## DIRECTIVES:
A - Answer each question below in one line, using the text on C functions. Mark each answer (i), (ii), or (iii) to match its question.
(i) Inside a function, what are the arguments copied into?
(ii) What is the part of a function definition outside the braces called?
(iii) What return type should be declared for a function that doesn't return anything?
B - Transcribe the passage from the text on C functions, starting at "The part outside" and ending at "takes no arguments.".

## EXCERPT TO READ:
Functions

A function, procedure, or subroutine encapsulates some complex computation as a single operation. Typically, when we call a function, we pass as arguments all the information this function needs, and any effect it has will be reflected in either its return value or (in some cases) in changes to values pointed to by the arguments. Inside the function, the arguments are copied into local variables, which can be used just like any other local variable—they can even be assigned to without affecting the original argument.

Function definitions

A typical function definition looks like this:

/* Returns the square of the distance between two points separated by 
   dx in the x direction and dy in the y direction. */
int
distSquared(int dx, int dy)
{
    return dx*dx + dy*dy;
}

examples/functions/distSquaredNoHeader.c

The part outside the braces is called the function declaration; the braces and their contents is the function body.

Like most complex declarations in C, once you delete the type names the declaration looks like how the function is used: the name of the function comes before the parentheses and the arguments inside. The ints scattered about specify the type of the return value of the function (before the function name) and of the parameters (inside the parentheses after the function name); these are used by the compiler to determine how to pass values in and out of the function and (usually for more complex types, since numerical types will often convert automatically) to detect type mismatches.

If you want to define a function that doesn’t return anything, declare its return type as void. You should also declare a parameter list of void if the function takes no arguments.

/* Prints "hi" to stdout */
void
helloWorld(void)

## STORED RECORDS:

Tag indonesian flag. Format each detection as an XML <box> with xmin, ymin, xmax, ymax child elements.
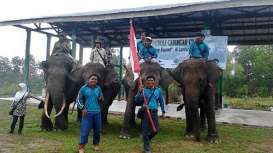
<box><xmin>130</xmin><ymin>21</ymin><xmax>140</xmax><ymax>74</ymax></box>
<box><xmin>130</xmin><ymin>20</ymin><xmax>157</xmax><ymax>133</ymax></box>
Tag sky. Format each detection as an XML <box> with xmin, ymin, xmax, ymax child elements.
<box><xmin>0</xmin><ymin>0</ymin><xmax>230</xmax><ymax>63</ymax></box>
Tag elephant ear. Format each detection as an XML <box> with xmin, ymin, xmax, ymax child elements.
<box><xmin>167</xmin><ymin>63</ymin><xmax>184</xmax><ymax>85</ymax></box>
<box><xmin>207</xmin><ymin>62</ymin><xmax>222</xmax><ymax>83</ymax></box>
<box><xmin>40</xmin><ymin>61</ymin><xmax>49</xmax><ymax>70</ymax></box>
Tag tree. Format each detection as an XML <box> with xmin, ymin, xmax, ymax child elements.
<box><xmin>0</xmin><ymin>56</ymin><xmax>12</xmax><ymax>73</ymax></box>
<box><xmin>11</xmin><ymin>56</ymin><xmax>24</xmax><ymax>73</ymax></box>
<box><xmin>224</xmin><ymin>45</ymin><xmax>273</xmax><ymax>97</ymax></box>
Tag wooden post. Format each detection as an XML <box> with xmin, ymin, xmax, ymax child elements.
<box><xmin>46</xmin><ymin>34</ymin><xmax>51</xmax><ymax>60</ymax></box>
<box><xmin>71</xmin><ymin>30</ymin><xmax>77</xmax><ymax>58</ymax></box>
<box><xmin>24</xmin><ymin>29</ymin><xmax>31</xmax><ymax>88</ymax></box>
<box><xmin>79</xmin><ymin>45</ymin><xmax>83</xmax><ymax>65</ymax></box>
<box><xmin>118</xmin><ymin>45</ymin><xmax>123</xmax><ymax>100</ymax></box>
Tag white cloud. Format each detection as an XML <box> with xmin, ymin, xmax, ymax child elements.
<box><xmin>0</xmin><ymin>0</ymin><xmax>214</xmax><ymax>61</ymax></box>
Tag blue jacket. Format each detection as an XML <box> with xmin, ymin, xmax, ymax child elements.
<box><xmin>77</xmin><ymin>85</ymin><xmax>103</xmax><ymax>112</ymax></box>
<box><xmin>139</xmin><ymin>46</ymin><xmax>157</xmax><ymax>59</ymax></box>
<box><xmin>189</xmin><ymin>42</ymin><xmax>209</xmax><ymax>59</ymax></box>
<box><xmin>135</xmin><ymin>87</ymin><xmax>165</xmax><ymax>112</ymax></box>
<box><xmin>137</xmin><ymin>40</ymin><xmax>145</xmax><ymax>53</ymax></box>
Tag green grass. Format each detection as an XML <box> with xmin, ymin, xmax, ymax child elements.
<box><xmin>224</xmin><ymin>97</ymin><xmax>273</xmax><ymax>111</ymax></box>
<box><xmin>0</xmin><ymin>102</ymin><xmax>273</xmax><ymax>153</ymax></box>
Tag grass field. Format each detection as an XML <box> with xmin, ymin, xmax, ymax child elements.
<box><xmin>0</xmin><ymin>102</ymin><xmax>273</xmax><ymax>153</ymax></box>
<box><xmin>224</xmin><ymin>97</ymin><xmax>273</xmax><ymax>111</ymax></box>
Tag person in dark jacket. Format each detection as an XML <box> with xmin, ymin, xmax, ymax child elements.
<box><xmin>77</xmin><ymin>74</ymin><xmax>104</xmax><ymax>153</ymax></box>
<box><xmin>9</xmin><ymin>83</ymin><xmax>42</xmax><ymax>134</ymax></box>
<box><xmin>134</xmin><ymin>76</ymin><xmax>165</xmax><ymax>153</ymax></box>
<box><xmin>139</xmin><ymin>37</ymin><xmax>158</xmax><ymax>63</ymax></box>
<box><xmin>189</xmin><ymin>33</ymin><xmax>209</xmax><ymax>59</ymax></box>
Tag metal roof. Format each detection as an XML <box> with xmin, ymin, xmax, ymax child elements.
<box><xmin>0</xmin><ymin>0</ymin><xmax>273</xmax><ymax>46</ymax></box>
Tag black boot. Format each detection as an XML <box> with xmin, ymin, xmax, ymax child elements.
<box><xmin>8</xmin><ymin>130</ymin><xmax>14</xmax><ymax>134</ymax></box>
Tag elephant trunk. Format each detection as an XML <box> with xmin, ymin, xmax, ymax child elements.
<box><xmin>44</xmin><ymin>93</ymin><xmax>66</xmax><ymax>118</ymax></box>
<box><xmin>54</xmin><ymin>96</ymin><xmax>65</xmax><ymax>117</ymax></box>
<box><xmin>44</xmin><ymin>92</ymin><xmax>50</xmax><ymax>118</ymax></box>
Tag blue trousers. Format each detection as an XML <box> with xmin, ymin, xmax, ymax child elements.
<box><xmin>142</xmin><ymin>110</ymin><xmax>159</xmax><ymax>151</ymax></box>
<box><xmin>80</xmin><ymin>112</ymin><xmax>101</xmax><ymax>145</ymax></box>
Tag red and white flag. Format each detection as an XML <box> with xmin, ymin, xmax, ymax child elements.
<box><xmin>130</xmin><ymin>21</ymin><xmax>140</xmax><ymax>74</ymax></box>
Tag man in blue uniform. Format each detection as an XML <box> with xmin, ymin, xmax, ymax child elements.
<box><xmin>139</xmin><ymin>37</ymin><xmax>158</xmax><ymax>63</ymax></box>
<box><xmin>189</xmin><ymin>33</ymin><xmax>209</xmax><ymax>60</ymax></box>
<box><xmin>135</xmin><ymin>76</ymin><xmax>165</xmax><ymax>153</ymax></box>
<box><xmin>78</xmin><ymin>74</ymin><xmax>104</xmax><ymax>153</ymax></box>
<box><xmin>137</xmin><ymin>32</ymin><xmax>146</xmax><ymax>55</ymax></box>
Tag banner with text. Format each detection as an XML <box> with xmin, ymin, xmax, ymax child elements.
<box><xmin>152</xmin><ymin>36</ymin><xmax>228</xmax><ymax>69</ymax></box>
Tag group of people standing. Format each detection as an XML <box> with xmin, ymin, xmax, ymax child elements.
<box><xmin>10</xmin><ymin>32</ymin><xmax>209</xmax><ymax>153</ymax></box>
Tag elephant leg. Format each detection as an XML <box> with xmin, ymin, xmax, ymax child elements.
<box><xmin>200</xmin><ymin>100</ymin><xmax>206</xmax><ymax>131</ymax></box>
<box><xmin>54</xmin><ymin>104</ymin><xmax>69</xmax><ymax>130</ymax></box>
<box><xmin>189</xmin><ymin>103</ymin><xmax>200</xmax><ymax>141</ymax></box>
<box><xmin>101</xmin><ymin>104</ymin><xmax>109</xmax><ymax>128</ymax></box>
<box><xmin>185</xmin><ymin>104</ymin><xmax>193</xmax><ymax>137</ymax></box>
<box><xmin>130</xmin><ymin>105</ymin><xmax>136</xmax><ymax>125</ymax></box>
<box><xmin>77</xmin><ymin>108</ymin><xmax>82</xmax><ymax>122</ymax></box>
<box><xmin>165</xmin><ymin>88</ymin><xmax>169</xmax><ymax>105</ymax></box>
<box><xmin>205</xmin><ymin>88</ymin><xmax>219</xmax><ymax>143</ymax></box>
<box><xmin>120</xmin><ymin>89</ymin><xmax>134</xmax><ymax>139</ymax></box>
<box><xmin>64</xmin><ymin>103</ymin><xmax>70</xmax><ymax>125</ymax></box>
<box><xmin>41</xmin><ymin>98</ymin><xmax>53</xmax><ymax>131</ymax></box>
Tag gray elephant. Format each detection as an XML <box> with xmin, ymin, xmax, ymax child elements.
<box><xmin>41</xmin><ymin>55</ymin><xmax>120</xmax><ymax>130</ymax></box>
<box><xmin>121</xmin><ymin>65</ymin><xmax>177</xmax><ymax>105</ymax></box>
<box><xmin>41</xmin><ymin>55</ymin><xmax>84</xmax><ymax>130</ymax></box>
<box><xmin>79</xmin><ymin>63</ymin><xmax>120</xmax><ymax>125</ymax></box>
<box><xmin>120</xmin><ymin>62</ymin><xmax>163</xmax><ymax>138</ymax></box>
<box><xmin>170</xmin><ymin>59</ymin><xmax>221</xmax><ymax>143</ymax></box>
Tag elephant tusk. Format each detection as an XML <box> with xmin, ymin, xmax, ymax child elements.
<box><xmin>54</xmin><ymin>98</ymin><xmax>65</xmax><ymax>117</ymax></box>
<box><xmin>44</xmin><ymin>93</ymin><xmax>50</xmax><ymax>118</ymax></box>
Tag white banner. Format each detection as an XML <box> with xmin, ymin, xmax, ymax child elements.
<box><xmin>152</xmin><ymin>36</ymin><xmax>228</xmax><ymax>69</ymax></box>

## TASK ANSWERS:
A -
(i) Local variables.
(ii) The function declaration.
(iii) void.

B -
The part outside the braces is called the function declaration; the braces and their contents is the function body.

Like most complex declarations in C, once you delete the type names the declaration looks like how the function is used: the name of the function comes before the parentheses and the arguments inside. The ints scattered about specify the type of the return value of the function (before the function name) and of the parameters (inside the parentheses after the function name); these are used by the compiler to determine how to pass values in and out of the function and (usually for more complex types, since numerical types will often convert automatically) to detect type mismatches.

If you want to define a function that doesn’t return anything, declare its return type as void. You should also declare a parameter list of void if the function takes no arguments.